● **To be done**:
#1 What reputation has litigation earned in environmental disputes, according to the article on mediating water conflicts?
#2 Summarize the article on mediating water conflicts in two sentences.

The Potential of Mediation for Resolving Conflicts Between Irrigation and Urban Water Users
by Joel D. Palmer (originally published in Management of Irrigation and Drainage Systems: Integrated Perspectives, 1993, American Society of Civil Engineers)
We can model conflict as a spectrum extending from mild disagreements to disputes to campaigns to litigation to fighting (Keltner, 1990). Major conflicts generally escalate from minor conflicts, and the parties’ ability to resolve a conflict on their own decreases as escalation occurs and violence becomes more likely. Increasingly forceful intervention may be required in the form of facilitation, mediation, arbitration, litigation, legislation, or police action. Disputes over water are usually engaged at the litigation stage or higher on the spectrum, with the result that “[t]he issue of what is the wisest use of water in the water-short West is in the hands of lawyers representing every conceivable interest [and is] an assurance of job security for an army of legal advisors, and a cause of deeply entrenched animosity” among disputing parties (Carpenter and Kennedy, 1980).
Yet litigation fails to account for “the goals of the contending parties, the use of water supplies to control growth in the metropolitan area, wilderness and other ecological values, and the needs of rural people who hold a deep-seated hostility toward urban demands for this natural resource” (Carpenter and Kennedy, 1980). In dealing with environmental disputes, litigation has earned a reputation for overcrowded courts, long delays, exorbitant expenses, and poor decisions (Kubasek and Silverman, 1988). Often the real source of a conflict cannot serve as the legal basis for a court challenge. Lawyers reframe issues to fit a legal doctrine and the court is not able to address the real issues and tailor an appropriate remedy. Court decisions interpret the law but rarely end a conflict or reconcile conflicting interests (Amy, 1990).
Conflict over allocation and use of water arises as much from the personal motives of individuals and the relationships among the conflicting parties, as from technical or substantive issues. Conflicts are often colored by emotional, psychological or financial issues. Often the parties have convinced themselves they are adversaries because of poor communication or misconceptions (Carpenter and Kennedy, 1980). Parties tend to see conflicts as “zero-sum” games in which one side can prosper only at the expense of the others. “[B]ecause the participants in multiparty, many-issue disputes are usually unable to deal with their differences on their own, assisted negotiation is often necessary” (Susskind and Cruikshank, 1987).
Mediation helps the disputing parties to settle conflicts peacefully, before they have escalated to the point of litigation. Where litigation involves lawyers fighting one another, mediation involves the conflicting parties collaborating to solve problems. Where litigation restricts communication, mediation encourages communication. Where litigation imposes a settlement on the parties, in mediation the settlement is decided by the parties. Where litigation is a coercive process, mediation is voluntary.
This emphasis in environmental mediation on cooperation and consensus-building is part of a larger alternative dispute resolution movement that includes divorce mediation, landlord-tenant mediation, neighborhood dispute mediation (Amy, 1990). Mediation has a longer history of use in labor-management disputes and international conflict resolution.

● **Entries provided**:
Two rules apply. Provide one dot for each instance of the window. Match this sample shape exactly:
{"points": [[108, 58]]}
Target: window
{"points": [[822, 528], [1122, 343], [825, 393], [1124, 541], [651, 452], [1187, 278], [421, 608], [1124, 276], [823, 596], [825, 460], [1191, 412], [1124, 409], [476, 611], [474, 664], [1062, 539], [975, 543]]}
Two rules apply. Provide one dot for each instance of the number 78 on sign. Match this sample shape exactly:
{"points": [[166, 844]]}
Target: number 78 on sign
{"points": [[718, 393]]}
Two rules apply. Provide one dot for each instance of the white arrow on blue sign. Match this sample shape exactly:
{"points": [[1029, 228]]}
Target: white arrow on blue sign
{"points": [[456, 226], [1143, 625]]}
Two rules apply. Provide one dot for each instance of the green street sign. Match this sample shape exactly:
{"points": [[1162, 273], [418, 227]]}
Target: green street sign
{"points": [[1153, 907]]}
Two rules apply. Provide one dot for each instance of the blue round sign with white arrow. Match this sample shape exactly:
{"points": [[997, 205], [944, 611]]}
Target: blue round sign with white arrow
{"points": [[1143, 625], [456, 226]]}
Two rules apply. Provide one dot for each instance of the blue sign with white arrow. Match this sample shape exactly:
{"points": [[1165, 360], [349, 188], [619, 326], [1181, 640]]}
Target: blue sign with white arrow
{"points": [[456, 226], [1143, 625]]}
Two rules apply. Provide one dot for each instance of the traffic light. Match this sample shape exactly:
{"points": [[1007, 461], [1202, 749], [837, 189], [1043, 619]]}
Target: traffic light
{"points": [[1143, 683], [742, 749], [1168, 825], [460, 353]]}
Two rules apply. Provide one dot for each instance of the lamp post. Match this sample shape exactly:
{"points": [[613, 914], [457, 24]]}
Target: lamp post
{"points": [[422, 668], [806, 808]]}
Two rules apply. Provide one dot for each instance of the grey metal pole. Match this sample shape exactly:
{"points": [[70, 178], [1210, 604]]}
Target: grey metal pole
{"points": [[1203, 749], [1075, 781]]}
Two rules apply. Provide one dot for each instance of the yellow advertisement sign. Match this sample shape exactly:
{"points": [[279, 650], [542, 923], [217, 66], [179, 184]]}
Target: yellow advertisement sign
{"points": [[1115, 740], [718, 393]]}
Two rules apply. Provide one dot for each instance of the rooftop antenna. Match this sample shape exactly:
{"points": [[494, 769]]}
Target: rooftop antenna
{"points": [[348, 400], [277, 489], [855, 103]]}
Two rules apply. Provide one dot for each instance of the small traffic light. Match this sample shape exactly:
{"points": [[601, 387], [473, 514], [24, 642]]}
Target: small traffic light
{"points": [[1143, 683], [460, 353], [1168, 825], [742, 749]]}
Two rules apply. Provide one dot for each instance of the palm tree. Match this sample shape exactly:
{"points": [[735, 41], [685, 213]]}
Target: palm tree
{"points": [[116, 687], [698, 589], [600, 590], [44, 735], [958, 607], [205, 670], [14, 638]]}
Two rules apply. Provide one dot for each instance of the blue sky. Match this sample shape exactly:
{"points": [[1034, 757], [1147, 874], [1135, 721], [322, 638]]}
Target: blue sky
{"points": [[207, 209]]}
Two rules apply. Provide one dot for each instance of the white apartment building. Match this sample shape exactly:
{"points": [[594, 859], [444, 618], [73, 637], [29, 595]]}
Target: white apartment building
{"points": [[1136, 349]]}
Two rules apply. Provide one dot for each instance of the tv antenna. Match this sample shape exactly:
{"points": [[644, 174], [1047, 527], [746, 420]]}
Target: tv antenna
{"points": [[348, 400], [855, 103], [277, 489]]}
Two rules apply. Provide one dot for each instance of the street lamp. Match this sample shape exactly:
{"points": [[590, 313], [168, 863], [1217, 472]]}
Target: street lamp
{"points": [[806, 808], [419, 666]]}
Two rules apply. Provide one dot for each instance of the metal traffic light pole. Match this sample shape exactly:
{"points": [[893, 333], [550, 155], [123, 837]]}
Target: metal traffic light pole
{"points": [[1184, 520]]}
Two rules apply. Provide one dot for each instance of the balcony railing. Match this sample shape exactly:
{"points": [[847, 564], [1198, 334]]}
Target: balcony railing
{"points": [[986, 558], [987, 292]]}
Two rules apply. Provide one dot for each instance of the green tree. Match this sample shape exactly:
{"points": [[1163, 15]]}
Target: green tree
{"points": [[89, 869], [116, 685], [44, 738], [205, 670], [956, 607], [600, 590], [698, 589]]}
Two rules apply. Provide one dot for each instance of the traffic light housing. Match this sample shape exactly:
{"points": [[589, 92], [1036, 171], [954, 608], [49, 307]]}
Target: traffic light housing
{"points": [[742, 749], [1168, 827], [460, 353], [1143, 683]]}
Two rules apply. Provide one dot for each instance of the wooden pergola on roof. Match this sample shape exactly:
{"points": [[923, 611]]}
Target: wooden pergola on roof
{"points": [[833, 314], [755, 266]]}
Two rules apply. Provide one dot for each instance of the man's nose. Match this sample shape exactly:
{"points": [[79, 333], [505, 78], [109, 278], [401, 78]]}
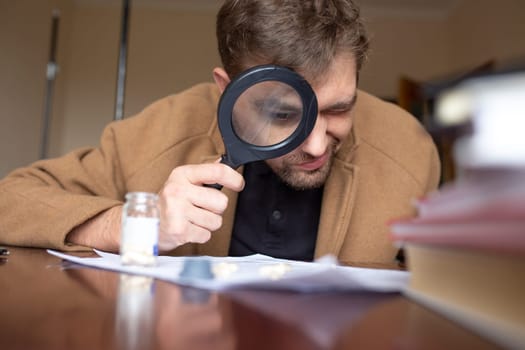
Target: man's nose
{"points": [[317, 142]]}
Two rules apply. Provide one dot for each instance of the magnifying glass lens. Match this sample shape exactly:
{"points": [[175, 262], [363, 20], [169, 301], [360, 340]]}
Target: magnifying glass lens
{"points": [[267, 113]]}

● **Exercise results**:
#1 Overcrowded courts, long delays, exorbitant expenses, and poor decisions.

#2 Disputes over water are usually engaged at the litigation stage or higher, yet courts cannot address the real issues behind a conflict and rarely end it or reconcile conflicting interests. Mediation is a voluntary, collaborative alternative that encourages communication, lets the parties decide the settlement themselves, and helps them settle conflicts peacefully before they escalate to litigation.